### Task statement
Write out the passage of the Holy Wisdom Monastery article below from "Bob Dinndorf points" to "nearly $4 million mortgage.", copying it word for word.

### Selected extract
**********
Holy Wisdom Monastery

Bob Dinndorf points out the trails and connections at the Holy Wisdom Monastery land.

With the mortgage paid on the 10-year-old LEED certified Holy Wisdom Monastery building, the Sisters and others are looking ahead to new possibilities there.

Bob Dinndorf of Holy Wisdom talked about the past and future of the facility during the Nov. 21 Waunakee Rotary Club meeting.

Recently, a gift from Pleasant Rowland allowed the Sisters of Saint Benedict to pay off the nearly $4 million mortgage.

Dinndorf talked about how this came about. Earlier this year, after he retired, Sister Mary David Walgenbach asked him to work at Holy Wisdom, and one of his first tasks would be raising money to pay off the mortgage.

“I said that’s really the hardest money to raise,” Dinndorf said.

Sister Mary David noted that Pleasant Rowland lived across the street from the Holy Wisdom and had seen the growth and development. She went over and met with Rowland, who asked what was needed.

“She [Rowland] said, we can do that,” Dinndorf said.

Returning to Holy Wisdom, Mary David was extra careful crossing busy Hwy. M.

She told Dinndorf, “I didn’t want to get hit and killed before I got back to the monastery.”

Holy Wisdom began initially in 1952 when Bishop O’Connor of the Madison Diocese invited four Sisters from Sioux City, Iowa, to come to Madison and establish a girls’ school, St. Benedict’s Academy. They purchased 43 acres of land along Hwy. M. The school was open from 1959-1966.
**********
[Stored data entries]

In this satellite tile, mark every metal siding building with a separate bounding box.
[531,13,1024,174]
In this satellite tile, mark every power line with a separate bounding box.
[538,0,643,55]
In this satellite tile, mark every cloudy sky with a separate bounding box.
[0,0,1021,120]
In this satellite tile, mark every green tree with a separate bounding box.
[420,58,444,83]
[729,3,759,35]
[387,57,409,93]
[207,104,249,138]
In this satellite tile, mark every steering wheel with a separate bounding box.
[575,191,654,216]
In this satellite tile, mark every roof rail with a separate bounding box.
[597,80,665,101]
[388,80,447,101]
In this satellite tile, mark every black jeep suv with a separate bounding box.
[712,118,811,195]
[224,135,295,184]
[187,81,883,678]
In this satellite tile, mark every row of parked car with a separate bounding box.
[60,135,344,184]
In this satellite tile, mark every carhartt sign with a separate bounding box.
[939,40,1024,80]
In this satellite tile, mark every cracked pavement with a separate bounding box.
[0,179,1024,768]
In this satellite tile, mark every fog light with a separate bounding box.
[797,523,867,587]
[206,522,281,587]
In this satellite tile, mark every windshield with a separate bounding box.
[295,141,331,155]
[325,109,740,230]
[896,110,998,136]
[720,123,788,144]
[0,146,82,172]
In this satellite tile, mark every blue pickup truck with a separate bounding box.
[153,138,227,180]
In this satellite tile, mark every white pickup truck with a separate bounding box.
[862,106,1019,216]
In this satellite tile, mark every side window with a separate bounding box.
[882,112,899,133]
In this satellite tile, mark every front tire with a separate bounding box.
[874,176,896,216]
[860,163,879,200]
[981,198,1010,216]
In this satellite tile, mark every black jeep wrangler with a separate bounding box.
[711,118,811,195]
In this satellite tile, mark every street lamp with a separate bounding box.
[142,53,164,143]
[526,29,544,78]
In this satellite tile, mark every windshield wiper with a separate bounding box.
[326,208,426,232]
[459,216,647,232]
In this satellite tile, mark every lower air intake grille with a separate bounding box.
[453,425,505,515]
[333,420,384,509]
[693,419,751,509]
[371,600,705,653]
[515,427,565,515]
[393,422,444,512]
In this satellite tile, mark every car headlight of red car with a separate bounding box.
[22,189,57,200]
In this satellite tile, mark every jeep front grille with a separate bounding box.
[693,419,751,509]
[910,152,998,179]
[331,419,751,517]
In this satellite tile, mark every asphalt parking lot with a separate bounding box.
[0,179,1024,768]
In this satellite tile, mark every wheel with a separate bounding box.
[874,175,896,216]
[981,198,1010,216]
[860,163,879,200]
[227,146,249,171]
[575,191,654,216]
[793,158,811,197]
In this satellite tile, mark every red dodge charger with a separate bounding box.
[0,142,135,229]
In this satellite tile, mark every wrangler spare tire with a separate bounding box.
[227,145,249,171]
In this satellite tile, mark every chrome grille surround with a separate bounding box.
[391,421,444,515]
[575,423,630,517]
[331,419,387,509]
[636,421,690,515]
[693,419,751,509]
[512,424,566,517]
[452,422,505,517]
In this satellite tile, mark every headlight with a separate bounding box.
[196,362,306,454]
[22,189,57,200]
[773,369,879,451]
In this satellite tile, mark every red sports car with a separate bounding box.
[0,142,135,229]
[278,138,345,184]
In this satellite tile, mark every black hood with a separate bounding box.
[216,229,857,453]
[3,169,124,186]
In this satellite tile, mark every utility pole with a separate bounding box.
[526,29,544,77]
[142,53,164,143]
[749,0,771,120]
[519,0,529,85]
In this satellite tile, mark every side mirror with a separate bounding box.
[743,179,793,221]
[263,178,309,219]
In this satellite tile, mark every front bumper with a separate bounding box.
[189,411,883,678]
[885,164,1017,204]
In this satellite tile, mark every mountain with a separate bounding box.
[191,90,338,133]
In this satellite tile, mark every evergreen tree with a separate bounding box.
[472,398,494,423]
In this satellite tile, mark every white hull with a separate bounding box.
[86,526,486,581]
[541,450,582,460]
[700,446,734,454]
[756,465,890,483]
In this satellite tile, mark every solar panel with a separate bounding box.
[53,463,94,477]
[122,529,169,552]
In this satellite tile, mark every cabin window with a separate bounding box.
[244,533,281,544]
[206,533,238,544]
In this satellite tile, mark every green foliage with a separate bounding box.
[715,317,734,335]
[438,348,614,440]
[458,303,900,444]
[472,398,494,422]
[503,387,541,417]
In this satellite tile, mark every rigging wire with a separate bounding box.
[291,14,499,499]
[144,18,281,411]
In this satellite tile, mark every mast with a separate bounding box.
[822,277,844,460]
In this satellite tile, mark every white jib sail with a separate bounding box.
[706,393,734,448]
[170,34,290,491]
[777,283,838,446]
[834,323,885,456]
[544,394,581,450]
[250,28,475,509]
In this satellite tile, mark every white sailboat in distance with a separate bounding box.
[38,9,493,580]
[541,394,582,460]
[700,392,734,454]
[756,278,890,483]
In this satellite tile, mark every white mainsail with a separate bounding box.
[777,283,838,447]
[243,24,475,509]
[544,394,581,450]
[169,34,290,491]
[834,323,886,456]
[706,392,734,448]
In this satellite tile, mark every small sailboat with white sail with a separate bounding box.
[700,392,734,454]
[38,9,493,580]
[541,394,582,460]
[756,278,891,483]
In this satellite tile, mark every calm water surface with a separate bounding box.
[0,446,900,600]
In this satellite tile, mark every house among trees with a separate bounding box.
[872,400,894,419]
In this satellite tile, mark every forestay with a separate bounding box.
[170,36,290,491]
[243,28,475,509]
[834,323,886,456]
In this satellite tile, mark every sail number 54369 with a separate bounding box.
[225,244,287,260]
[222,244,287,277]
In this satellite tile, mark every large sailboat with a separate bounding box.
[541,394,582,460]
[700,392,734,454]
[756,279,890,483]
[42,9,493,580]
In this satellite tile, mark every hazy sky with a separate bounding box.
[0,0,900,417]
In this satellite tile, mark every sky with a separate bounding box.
**********
### Task result
Bob Dinndorf points out the trails and connections at the Holy Wisdom Monastery land.

With the mortgage paid on the 10-year-old LEED certified Holy Wisdom Monastery building, the Sisters and others are looking ahead to new possibilities there.

Bob Dinndorf of Holy Wisdom talked about the past and future of the facility during the Nov. 21 Waunakee Rotary Club meeting.

Recently, a gift from Pleasant Rowland allowed the Sisters of Saint Benedict to pay off the nearly $4 million mortgage.